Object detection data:
○ ○ ○

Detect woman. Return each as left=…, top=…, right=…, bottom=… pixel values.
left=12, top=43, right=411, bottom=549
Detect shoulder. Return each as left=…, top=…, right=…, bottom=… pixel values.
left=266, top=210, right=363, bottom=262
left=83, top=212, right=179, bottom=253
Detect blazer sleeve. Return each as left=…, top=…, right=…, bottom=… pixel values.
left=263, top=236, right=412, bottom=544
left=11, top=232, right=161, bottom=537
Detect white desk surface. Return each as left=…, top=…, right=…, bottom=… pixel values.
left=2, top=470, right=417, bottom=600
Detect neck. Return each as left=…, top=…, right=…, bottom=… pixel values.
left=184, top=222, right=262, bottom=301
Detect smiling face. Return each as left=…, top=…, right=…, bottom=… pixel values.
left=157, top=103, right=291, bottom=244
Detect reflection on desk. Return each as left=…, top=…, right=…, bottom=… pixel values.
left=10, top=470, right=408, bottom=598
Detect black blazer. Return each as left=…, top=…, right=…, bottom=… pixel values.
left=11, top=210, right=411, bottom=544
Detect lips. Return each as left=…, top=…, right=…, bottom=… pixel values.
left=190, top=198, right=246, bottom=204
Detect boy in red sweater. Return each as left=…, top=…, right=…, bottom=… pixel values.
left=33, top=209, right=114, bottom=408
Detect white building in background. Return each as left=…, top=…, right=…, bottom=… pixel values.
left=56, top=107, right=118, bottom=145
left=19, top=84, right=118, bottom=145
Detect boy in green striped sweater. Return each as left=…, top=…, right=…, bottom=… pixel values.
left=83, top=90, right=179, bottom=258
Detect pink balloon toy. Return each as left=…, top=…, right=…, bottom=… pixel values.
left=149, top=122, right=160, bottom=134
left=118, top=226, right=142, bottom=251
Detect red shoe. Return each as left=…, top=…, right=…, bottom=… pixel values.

○ ○ ○

Revise all of the data above by changing each instance of "pixel values" to "pixel coordinates", leaving every other word untouched.

Detect woman. Return each as left=…, top=…, right=…, bottom=… pixel coordinates.
left=12, top=43, right=411, bottom=549
Detect shoulder. Return each as left=…, top=…, right=…, bottom=… pixel coordinates.
left=266, top=210, right=363, bottom=262
left=83, top=212, right=179, bottom=253
Detect blazer sleeve. Return each as left=…, top=…, right=…, bottom=… pixel coordinates.
left=263, top=236, right=412, bottom=544
left=11, top=232, right=161, bottom=537
Detect white desk surface. Return each as left=…, top=…, right=…, bottom=… pixel coordinates.
left=2, top=470, right=417, bottom=600
Detect neck. Return each as left=…, top=…, right=…, bottom=… pixel coordinates.
left=184, top=222, right=262, bottom=301
Detect smiling face. Return each as left=…, top=…, right=…, bottom=… pixel coordinates.
left=157, top=103, right=291, bottom=244
Detect reflection on desk. Return each as left=…, top=…, right=…, bottom=… pixel coordinates.
left=10, top=470, right=408, bottom=598
Detect black blazer. Return each as left=…, top=…, right=…, bottom=… pixel coordinates.
left=11, top=210, right=411, bottom=544
Detect lips. Return each as left=…, top=…, right=…, bottom=… pixel coordinates.
left=190, top=198, right=246, bottom=204
Detect boy in red sweater. Return each as left=…, top=…, right=…, bottom=… pixel coordinates.
left=33, top=209, right=114, bottom=408
Detect white building in background. Return each as left=…, top=…, right=…, bottom=… pixel coordinates.
left=56, top=107, right=118, bottom=145
left=19, top=84, right=118, bottom=145
Detect boy in green striped sweater. Return each as left=…, top=…, right=…, bottom=… pixel coordinates.
left=83, top=90, right=179, bottom=258
Detect pink balloon toy. Return each as left=…, top=…, right=…, bottom=… pixel coordinates.
left=149, top=122, right=160, bottom=134
left=118, top=226, right=142, bottom=251
Detect red shoe. Return each as left=…, top=…, right=…, bottom=… pixel coordinates.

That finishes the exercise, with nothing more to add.